--- Exercise instructions ---
Please pick out and copy every line in the listing below that contains the word "yellow". Matching is case-sensitive.

[Entries from a pointing dataset]
__________
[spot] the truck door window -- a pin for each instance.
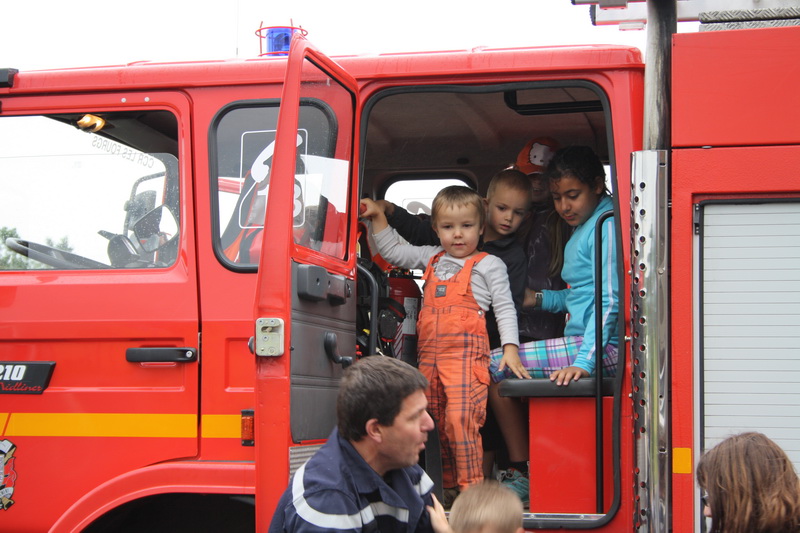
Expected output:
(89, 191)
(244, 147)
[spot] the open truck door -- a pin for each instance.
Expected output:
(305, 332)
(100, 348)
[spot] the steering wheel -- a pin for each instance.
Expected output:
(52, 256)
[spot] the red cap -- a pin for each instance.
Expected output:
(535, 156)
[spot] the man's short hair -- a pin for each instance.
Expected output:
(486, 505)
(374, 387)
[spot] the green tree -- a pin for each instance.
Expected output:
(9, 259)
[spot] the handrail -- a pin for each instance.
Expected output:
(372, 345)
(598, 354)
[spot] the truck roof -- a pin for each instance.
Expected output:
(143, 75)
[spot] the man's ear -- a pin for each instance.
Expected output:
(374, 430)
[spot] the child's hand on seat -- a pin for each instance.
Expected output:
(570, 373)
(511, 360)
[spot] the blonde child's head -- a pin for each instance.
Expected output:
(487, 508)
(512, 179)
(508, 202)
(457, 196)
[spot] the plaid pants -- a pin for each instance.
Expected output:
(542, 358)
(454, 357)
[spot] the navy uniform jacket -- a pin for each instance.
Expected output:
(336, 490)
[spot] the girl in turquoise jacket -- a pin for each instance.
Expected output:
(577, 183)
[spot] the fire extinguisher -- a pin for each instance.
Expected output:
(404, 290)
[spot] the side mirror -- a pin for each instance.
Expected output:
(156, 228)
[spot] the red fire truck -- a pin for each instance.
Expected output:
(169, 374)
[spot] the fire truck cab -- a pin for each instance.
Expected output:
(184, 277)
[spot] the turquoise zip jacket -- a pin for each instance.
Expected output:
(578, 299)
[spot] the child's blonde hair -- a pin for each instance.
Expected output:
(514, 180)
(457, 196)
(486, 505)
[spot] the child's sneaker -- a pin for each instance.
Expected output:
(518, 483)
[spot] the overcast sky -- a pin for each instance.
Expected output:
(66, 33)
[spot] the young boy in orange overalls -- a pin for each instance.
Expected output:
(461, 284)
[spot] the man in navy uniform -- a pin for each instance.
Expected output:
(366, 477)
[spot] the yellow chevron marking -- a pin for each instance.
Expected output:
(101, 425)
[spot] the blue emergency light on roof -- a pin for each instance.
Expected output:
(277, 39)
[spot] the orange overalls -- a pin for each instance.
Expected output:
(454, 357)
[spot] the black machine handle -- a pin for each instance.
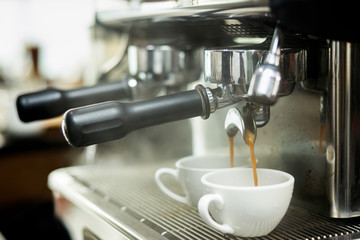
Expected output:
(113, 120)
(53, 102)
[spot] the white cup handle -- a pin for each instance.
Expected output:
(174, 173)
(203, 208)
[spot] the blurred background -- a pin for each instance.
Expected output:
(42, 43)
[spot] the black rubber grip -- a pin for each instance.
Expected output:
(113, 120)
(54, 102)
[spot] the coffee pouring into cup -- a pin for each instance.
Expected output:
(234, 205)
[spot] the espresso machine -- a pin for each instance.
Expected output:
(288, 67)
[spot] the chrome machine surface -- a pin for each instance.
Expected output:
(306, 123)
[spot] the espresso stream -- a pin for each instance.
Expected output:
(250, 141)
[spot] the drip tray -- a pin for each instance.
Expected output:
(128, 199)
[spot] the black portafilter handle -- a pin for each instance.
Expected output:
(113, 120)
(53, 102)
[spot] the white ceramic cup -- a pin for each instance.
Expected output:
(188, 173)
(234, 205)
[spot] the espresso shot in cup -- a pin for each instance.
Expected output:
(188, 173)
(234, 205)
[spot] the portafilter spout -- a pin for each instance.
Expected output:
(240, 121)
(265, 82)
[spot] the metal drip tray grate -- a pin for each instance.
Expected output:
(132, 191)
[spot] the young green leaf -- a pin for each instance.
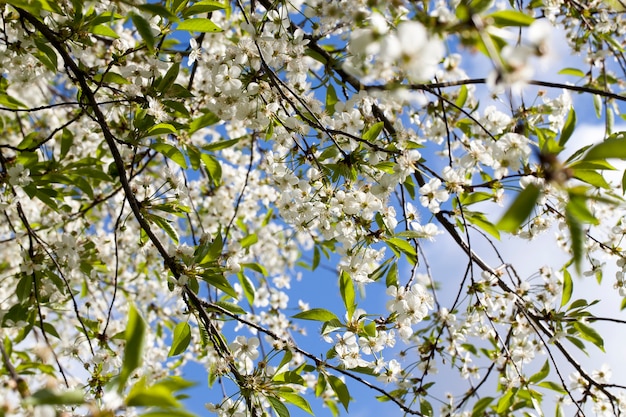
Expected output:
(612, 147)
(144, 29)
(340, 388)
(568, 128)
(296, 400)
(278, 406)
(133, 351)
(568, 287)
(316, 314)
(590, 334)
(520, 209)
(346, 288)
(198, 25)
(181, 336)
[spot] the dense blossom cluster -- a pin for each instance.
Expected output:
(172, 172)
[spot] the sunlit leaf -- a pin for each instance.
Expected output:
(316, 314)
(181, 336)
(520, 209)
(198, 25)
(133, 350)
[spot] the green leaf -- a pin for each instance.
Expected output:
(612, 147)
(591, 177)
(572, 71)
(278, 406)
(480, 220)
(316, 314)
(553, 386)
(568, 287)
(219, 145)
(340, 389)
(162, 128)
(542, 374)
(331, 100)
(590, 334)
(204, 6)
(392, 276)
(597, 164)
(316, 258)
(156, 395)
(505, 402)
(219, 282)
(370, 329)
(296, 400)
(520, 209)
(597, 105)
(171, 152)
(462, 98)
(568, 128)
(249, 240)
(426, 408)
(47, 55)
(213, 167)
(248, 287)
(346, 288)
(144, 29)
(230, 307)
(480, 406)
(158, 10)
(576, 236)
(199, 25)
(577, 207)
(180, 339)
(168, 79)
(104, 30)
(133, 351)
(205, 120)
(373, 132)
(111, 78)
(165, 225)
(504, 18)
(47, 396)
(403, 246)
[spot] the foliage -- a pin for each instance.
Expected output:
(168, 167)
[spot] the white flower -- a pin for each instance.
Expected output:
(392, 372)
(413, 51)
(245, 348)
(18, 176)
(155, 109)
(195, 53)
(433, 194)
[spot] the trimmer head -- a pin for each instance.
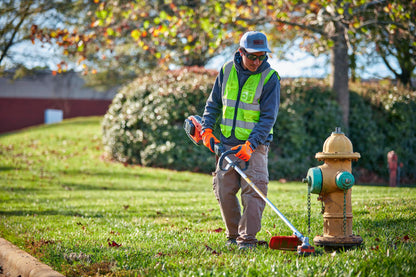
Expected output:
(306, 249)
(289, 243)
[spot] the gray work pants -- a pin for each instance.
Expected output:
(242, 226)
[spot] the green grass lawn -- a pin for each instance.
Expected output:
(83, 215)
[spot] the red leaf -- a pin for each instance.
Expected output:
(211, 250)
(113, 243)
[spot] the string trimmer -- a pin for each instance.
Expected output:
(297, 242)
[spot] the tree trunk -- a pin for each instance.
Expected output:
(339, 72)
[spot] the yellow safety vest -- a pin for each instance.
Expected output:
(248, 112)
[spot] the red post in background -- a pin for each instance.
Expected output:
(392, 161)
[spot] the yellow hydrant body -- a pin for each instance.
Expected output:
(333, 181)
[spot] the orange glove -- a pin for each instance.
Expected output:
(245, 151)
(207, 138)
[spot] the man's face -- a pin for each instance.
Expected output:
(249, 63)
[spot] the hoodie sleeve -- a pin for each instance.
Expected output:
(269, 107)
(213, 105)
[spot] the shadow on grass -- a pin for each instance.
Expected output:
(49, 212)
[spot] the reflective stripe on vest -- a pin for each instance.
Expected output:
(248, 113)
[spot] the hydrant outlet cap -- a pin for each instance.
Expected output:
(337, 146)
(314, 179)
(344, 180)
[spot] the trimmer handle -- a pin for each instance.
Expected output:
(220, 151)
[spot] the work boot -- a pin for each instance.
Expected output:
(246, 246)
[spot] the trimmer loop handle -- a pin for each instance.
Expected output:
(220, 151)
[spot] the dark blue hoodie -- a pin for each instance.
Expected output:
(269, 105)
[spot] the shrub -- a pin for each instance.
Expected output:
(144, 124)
__________
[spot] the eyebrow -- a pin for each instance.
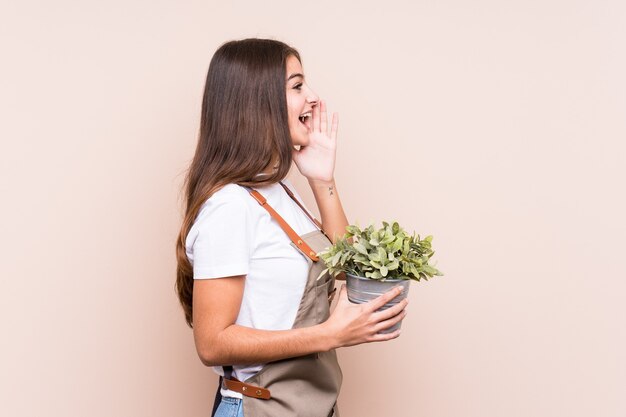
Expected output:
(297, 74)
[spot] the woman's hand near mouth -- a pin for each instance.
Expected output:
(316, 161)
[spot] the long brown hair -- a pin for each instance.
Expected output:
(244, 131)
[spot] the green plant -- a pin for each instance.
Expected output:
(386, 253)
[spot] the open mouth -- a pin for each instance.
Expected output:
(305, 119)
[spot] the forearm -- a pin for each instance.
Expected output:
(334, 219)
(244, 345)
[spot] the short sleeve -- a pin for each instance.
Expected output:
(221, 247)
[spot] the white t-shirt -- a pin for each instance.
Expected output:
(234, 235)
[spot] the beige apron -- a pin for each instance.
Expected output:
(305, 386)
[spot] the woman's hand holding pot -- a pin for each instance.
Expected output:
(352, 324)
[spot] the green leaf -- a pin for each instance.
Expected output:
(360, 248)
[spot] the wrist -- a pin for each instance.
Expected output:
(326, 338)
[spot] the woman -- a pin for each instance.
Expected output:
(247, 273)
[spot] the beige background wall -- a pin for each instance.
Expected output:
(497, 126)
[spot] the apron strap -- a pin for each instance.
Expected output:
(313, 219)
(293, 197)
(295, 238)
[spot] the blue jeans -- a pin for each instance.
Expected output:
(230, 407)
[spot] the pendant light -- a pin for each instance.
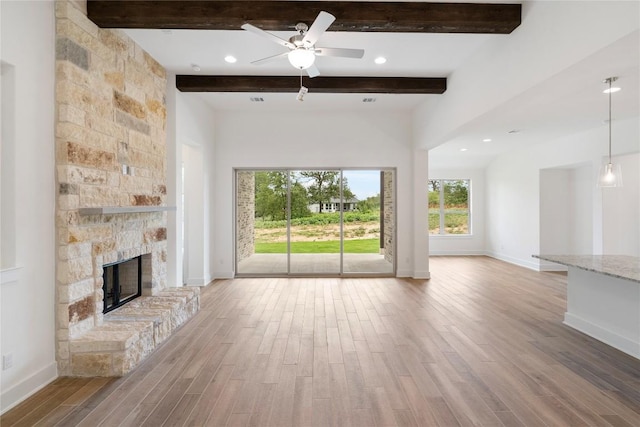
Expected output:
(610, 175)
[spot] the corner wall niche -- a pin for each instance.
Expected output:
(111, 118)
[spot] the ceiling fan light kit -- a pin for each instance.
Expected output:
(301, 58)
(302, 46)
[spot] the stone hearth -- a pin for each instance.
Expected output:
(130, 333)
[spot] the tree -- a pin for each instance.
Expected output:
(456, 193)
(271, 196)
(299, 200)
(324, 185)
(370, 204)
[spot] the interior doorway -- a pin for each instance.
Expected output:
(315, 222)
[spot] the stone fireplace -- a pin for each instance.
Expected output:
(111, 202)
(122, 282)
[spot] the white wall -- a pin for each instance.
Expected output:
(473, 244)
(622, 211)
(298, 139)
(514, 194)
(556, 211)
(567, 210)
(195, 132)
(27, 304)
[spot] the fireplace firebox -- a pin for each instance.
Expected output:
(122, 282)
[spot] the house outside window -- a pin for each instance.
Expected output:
__________
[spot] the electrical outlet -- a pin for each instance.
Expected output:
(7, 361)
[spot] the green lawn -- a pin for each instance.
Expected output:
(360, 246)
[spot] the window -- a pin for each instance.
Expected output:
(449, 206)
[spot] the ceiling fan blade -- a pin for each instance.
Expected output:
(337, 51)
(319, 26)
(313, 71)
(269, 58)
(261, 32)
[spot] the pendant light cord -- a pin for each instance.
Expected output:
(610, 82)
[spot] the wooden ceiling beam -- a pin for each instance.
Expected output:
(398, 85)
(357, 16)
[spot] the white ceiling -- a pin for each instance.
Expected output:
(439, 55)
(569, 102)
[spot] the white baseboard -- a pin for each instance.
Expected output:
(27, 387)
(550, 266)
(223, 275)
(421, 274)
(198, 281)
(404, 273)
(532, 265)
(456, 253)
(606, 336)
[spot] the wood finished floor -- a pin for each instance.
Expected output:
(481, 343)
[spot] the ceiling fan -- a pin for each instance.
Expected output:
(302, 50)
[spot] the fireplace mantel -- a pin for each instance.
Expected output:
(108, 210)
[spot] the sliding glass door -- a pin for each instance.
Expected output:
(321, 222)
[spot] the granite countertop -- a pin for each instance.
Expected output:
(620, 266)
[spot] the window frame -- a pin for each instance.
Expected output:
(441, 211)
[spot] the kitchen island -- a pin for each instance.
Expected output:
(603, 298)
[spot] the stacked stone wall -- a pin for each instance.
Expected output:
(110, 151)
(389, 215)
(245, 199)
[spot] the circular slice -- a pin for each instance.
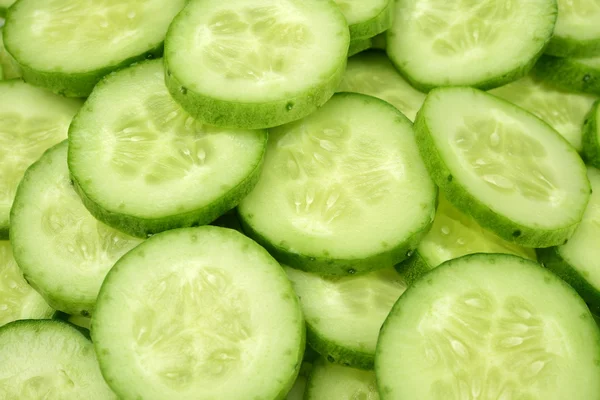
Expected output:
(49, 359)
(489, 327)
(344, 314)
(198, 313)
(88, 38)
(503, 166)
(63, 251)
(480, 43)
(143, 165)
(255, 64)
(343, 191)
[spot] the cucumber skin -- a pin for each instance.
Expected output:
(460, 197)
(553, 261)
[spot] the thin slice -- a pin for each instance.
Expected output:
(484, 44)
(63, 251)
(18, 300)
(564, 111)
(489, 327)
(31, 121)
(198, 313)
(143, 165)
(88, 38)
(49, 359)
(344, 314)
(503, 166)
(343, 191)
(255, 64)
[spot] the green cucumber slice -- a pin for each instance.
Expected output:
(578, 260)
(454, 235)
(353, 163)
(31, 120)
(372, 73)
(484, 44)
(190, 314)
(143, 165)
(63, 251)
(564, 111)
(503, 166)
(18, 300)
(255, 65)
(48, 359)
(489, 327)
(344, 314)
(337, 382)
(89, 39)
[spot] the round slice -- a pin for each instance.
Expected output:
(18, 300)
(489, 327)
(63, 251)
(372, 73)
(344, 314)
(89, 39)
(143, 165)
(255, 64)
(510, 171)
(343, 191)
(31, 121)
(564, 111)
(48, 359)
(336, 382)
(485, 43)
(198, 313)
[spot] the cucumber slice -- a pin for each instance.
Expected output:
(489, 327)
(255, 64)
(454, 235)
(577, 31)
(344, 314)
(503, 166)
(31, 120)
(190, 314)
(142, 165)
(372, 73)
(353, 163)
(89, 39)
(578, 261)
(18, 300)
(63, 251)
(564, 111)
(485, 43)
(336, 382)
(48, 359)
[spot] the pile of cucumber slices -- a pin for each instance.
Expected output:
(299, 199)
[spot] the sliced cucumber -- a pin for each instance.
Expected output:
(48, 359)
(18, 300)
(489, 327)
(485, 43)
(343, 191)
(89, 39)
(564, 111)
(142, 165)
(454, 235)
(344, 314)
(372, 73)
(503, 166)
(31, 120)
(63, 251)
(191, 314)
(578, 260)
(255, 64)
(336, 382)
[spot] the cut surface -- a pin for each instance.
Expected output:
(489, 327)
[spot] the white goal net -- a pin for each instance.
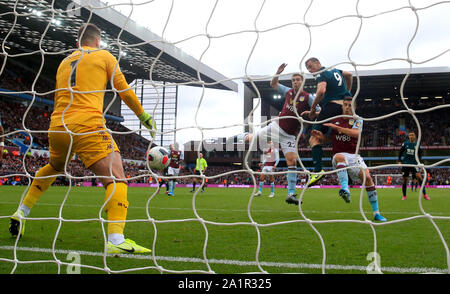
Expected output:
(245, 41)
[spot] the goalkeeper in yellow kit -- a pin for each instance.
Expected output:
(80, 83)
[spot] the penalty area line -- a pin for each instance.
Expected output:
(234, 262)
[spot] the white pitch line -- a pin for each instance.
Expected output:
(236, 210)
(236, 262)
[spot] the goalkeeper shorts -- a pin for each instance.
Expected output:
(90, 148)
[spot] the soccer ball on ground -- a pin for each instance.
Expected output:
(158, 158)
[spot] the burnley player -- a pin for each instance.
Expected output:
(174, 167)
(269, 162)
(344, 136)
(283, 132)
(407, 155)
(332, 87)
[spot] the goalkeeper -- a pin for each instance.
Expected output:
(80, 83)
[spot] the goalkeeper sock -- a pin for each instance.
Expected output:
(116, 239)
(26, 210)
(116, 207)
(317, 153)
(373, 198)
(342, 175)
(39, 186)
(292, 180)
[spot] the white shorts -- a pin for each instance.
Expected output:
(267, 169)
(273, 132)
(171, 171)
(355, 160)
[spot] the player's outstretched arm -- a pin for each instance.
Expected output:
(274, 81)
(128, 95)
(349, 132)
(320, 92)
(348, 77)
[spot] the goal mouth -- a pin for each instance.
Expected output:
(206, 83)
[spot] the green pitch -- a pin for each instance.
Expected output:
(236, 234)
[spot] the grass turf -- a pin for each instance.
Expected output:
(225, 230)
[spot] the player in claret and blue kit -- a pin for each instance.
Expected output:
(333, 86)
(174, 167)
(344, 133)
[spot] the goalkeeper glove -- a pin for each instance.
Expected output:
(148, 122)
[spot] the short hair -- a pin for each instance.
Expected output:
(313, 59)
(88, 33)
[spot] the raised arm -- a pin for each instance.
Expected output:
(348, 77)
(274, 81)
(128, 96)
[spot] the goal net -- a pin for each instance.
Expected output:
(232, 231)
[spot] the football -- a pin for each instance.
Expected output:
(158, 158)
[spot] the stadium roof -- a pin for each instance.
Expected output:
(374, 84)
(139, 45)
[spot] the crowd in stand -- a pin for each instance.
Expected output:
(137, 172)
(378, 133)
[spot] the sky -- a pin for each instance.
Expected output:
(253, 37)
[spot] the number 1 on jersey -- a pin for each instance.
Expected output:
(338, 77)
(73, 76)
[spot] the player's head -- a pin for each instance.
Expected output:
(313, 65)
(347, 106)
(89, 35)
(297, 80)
__________
--- The answer ---
[spot] the yellow chevron marking -- a pin for each instance.
[spot] the yellow safety vest -- a pin for each instance.
[spot] the yellow hydrant body -- a pin for each instance.
[spot] the goalkeeper in yellow kit -- a pin for each instance.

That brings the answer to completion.